## TEXT SEGMENT
Danny Dorling's Blog, page 35

February 23, 2017

What geography can teach us about inequality

Geography is the subject that shows you how everything is connected to everything else.


Royal Geographical Society Lecture, given by Danny Dorling at the University of Portsmouth, UK, February 22nd 2017


This talk begins by showing some new maps of the world stretched to include all of humanity with equal prominence. It then zooms into Europe and considers issues such as population mobility (often called migration in the UK). Where across Europe do you think the most people have settled who have moved from one European country to live in another? The map might surprise you. The bulk of the lecture considers the UK and asks what we and the rest of the world can learn from us being unusual among European countries.


Proportion of international migrants in each region of Europe in 2014

Proportion of international migrants in each region of Europe in 2014, cartogram by Ben Hennig


American political scientist Benjamin Radcliff recently used statistics to show that: ‘The differences in your feeling of well-being living in a Scandinavian country (where welfare programs are large) versus the US are going to be larger than the individual factors in your life. The political differences trump all the individual things you’re supposed to do to make yourself happier – to have fulfilling personal relationships, to have a job, to have more income. The political factors swamp all those individual factors. Countries with high levels of gross domestic product consumed by government have higher levels of personal satisfaction.’ Read more on a Better Politics: here.

Natural-language region descriptions
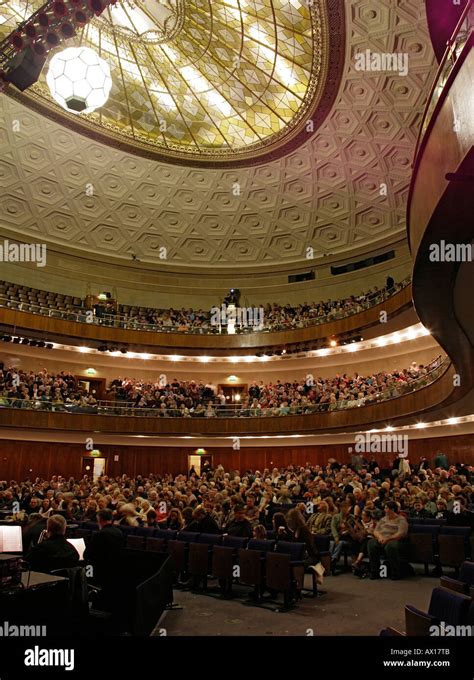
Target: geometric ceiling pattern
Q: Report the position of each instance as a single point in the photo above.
(326, 193)
(199, 77)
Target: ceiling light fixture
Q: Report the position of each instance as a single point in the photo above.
(79, 80)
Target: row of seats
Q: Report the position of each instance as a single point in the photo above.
(41, 298)
(442, 546)
(451, 604)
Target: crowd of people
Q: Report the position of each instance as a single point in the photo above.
(179, 398)
(362, 509)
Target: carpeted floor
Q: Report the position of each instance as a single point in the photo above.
(351, 606)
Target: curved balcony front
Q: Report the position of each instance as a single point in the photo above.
(422, 395)
(58, 326)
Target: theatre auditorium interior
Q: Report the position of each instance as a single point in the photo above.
(236, 328)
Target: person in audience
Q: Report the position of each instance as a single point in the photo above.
(53, 552)
(301, 534)
(104, 552)
(175, 520)
(32, 530)
(280, 527)
(418, 511)
(320, 522)
(388, 536)
(441, 509)
(341, 525)
(259, 532)
(239, 526)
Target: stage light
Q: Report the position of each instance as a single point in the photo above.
(18, 42)
(80, 17)
(79, 80)
(43, 19)
(52, 39)
(30, 30)
(67, 30)
(25, 68)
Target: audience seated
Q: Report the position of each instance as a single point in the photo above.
(276, 316)
(222, 502)
(388, 536)
(178, 398)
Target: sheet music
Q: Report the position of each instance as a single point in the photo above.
(10, 539)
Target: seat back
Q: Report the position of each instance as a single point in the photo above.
(452, 548)
(278, 571)
(210, 539)
(251, 567)
(223, 561)
(448, 606)
(198, 559)
(466, 573)
(235, 542)
(421, 546)
(321, 542)
(165, 534)
(135, 542)
(418, 623)
(177, 550)
(187, 536)
(294, 550)
(144, 531)
(127, 530)
(153, 544)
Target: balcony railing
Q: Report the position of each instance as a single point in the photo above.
(131, 323)
(127, 408)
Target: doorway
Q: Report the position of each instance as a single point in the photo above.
(233, 393)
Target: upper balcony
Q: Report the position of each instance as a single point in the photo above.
(441, 206)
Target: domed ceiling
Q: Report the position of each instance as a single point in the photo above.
(216, 79)
(341, 189)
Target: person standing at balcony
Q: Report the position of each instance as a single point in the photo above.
(388, 536)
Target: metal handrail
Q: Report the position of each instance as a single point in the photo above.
(122, 321)
(437, 368)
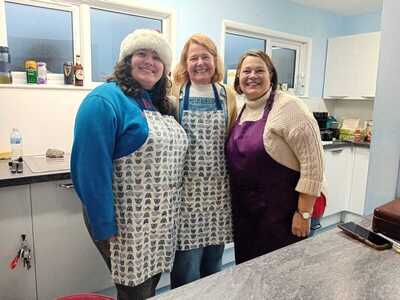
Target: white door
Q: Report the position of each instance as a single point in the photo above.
(338, 170)
(67, 260)
(15, 219)
(359, 180)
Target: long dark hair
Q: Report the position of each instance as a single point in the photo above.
(122, 75)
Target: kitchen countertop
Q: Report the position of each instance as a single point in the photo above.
(27, 177)
(330, 265)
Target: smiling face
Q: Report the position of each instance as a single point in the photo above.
(200, 64)
(147, 68)
(254, 77)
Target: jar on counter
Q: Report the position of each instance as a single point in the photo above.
(5, 73)
(42, 73)
(357, 136)
(31, 71)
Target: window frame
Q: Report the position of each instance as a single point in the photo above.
(302, 44)
(123, 9)
(53, 78)
(82, 32)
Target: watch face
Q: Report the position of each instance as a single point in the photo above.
(305, 215)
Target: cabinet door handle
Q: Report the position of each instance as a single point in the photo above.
(66, 186)
(337, 150)
(338, 97)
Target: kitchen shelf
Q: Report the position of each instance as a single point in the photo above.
(48, 86)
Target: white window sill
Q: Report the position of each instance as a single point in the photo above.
(50, 86)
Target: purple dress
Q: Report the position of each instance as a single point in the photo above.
(264, 199)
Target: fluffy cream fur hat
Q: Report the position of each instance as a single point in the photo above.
(147, 39)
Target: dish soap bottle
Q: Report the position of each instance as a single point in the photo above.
(16, 144)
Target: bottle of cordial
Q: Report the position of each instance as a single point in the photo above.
(78, 71)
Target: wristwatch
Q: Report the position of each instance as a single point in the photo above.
(305, 215)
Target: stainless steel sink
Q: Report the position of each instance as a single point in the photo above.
(43, 164)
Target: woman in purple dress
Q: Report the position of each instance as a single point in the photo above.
(275, 161)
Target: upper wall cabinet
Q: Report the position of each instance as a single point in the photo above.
(352, 66)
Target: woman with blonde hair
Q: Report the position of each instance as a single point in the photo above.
(206, 109)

## TASK LIST
a. In the geography and inequality blog post above, who made the cartogram of international migrants in Europe in 2014?
b. Pick up the geography and inequality blog post after its final sentence and continue writing it.

## LIST OF ANSWERS
a. Ben Hennig

b.
It is not just political scientists that are beginning to come round to what most sociologists have presumed to be true for decades. Fewer economists (than used to be the case) now think that being taxed as little as possible results in people better enjoying ‘life, liberty and the pursuit of happiness’. Geographers can study the outcomes of natural experiment of low public spending in the UK and USA. But what can we do if we happen to live and work in the UK or USA in place of providing such good evidence and setting such a bad example?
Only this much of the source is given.